» Point-per-instance localization data
_ _ _ _
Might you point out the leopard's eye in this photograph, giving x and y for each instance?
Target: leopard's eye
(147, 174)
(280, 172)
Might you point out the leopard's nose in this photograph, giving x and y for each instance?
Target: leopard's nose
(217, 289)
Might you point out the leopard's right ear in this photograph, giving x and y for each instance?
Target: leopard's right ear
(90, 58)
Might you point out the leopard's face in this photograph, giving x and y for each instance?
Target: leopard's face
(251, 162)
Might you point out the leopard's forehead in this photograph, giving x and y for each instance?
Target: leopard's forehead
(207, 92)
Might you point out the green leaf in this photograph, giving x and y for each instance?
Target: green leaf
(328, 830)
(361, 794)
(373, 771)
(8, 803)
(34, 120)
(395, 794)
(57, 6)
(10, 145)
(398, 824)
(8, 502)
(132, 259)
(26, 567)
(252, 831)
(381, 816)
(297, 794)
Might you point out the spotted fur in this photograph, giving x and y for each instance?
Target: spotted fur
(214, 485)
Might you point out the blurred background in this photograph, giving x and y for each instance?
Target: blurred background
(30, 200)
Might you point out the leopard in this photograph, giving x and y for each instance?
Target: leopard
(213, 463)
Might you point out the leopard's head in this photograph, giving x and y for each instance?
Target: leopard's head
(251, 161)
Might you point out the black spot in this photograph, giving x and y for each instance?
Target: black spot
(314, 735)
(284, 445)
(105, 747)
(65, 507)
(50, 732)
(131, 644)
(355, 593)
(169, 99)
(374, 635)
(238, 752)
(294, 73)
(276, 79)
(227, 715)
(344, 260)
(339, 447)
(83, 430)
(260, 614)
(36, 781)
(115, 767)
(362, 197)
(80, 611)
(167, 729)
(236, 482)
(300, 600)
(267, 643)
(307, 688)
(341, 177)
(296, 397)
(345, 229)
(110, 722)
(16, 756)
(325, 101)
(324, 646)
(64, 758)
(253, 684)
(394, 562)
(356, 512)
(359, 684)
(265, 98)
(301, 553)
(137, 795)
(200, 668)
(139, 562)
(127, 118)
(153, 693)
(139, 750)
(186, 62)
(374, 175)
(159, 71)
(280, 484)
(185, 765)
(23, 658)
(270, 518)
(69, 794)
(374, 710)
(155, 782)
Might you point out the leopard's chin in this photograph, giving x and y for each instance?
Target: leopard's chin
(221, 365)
_ _ _ _
» Description of the task
Reproduce all data above, unchanged.

» Answer to the problem
Might you point out the leopard's eye in this photograph, giving x and y for each instance?
Target: leopard's eye
(147, 174)
(280, 172)
Might you point out the leopard's nose in this photograph, giving x and y for each instance?
Target: leopard's nose
(217, 289)
Might you point out the leopard's right ear in this photograph, giving x and y for each instance?
Target: leopard's right ear
(90, 58)
Might you point out the leopard's face in this photograph, giving x and y for each instance?
Target: leopard's face
(251, 162)
Might you point out the leopard's forehead in this photograph, giving x and y for each instance?
Target: leopard's forehead
(207, 92)
Might you point out the green leaf in this photograph, giving x and y for each instance?
Target: green leaf
(328, 830)
(361, 794)
(373, 771)
(8, 803)
(34, 120)
(395, 794)
(57, 6)
(10, 145)
(398, 824)
(8, 502)
(132, 259)
(26, 567)
(252, 831)
(381, 816)
(297, 794)
Might you point out the spotted fur in this photograph, giving x and y for each instance?
Target: spotted fur
(214, 485)
Might you point out the blurred background in this photograph, giving x and y for each instance?
Target: blurred background
(30, 200)
Might you point out the leopard in this photograph, giving x and y for each instance?
Target: leopard
(213, 463)
Might you point out the leopard's head in this photograph, giving x and y for each instance?
Target: leopard's head
(251, 161)
Might you point out the black spot in this photograph, giving x and y for each instance?
Target: black spot
(314, 735)
(284, 445)
(105, 747)
(65, 507)
(50, 732)
(131, 644)
(355, 593)
(169, 99)
(374, 635)
(238, 752)
(294, 73)
(276, 79)
(227, 715)
(344, 260)
(339, 447)
(83, 430)
(260, 614)
(36, 781)
(115, 767)
(362, 197)
(80, 611)
(167, 729)
(236, 482)
(300, 600)
(267, 643)
(307, 688)
(341, 177)
(296, 397)
(345, 229)
(110, 722)
(16, 756)
(325, 101)
(324, 646)
(64, 758)
(253, 684)
(394, 562)
(356, 512)
(359, 684)
(265, 98)
(301, 553)
(137, 795)
(200, 668)
(139, 562)
(127, 118)
(153, 693)
(139, 750)
(186, 62)
(374, 175)
(159, 71)
(280, 484)
(185, 765)
(23, 658)
(270, 518)
(69, 794)
(374, 710)
(155, 782)
Might you point out the leopard's chin in this photograph, giving x and y for each instance?
Target: leopard's chin
(221, 365)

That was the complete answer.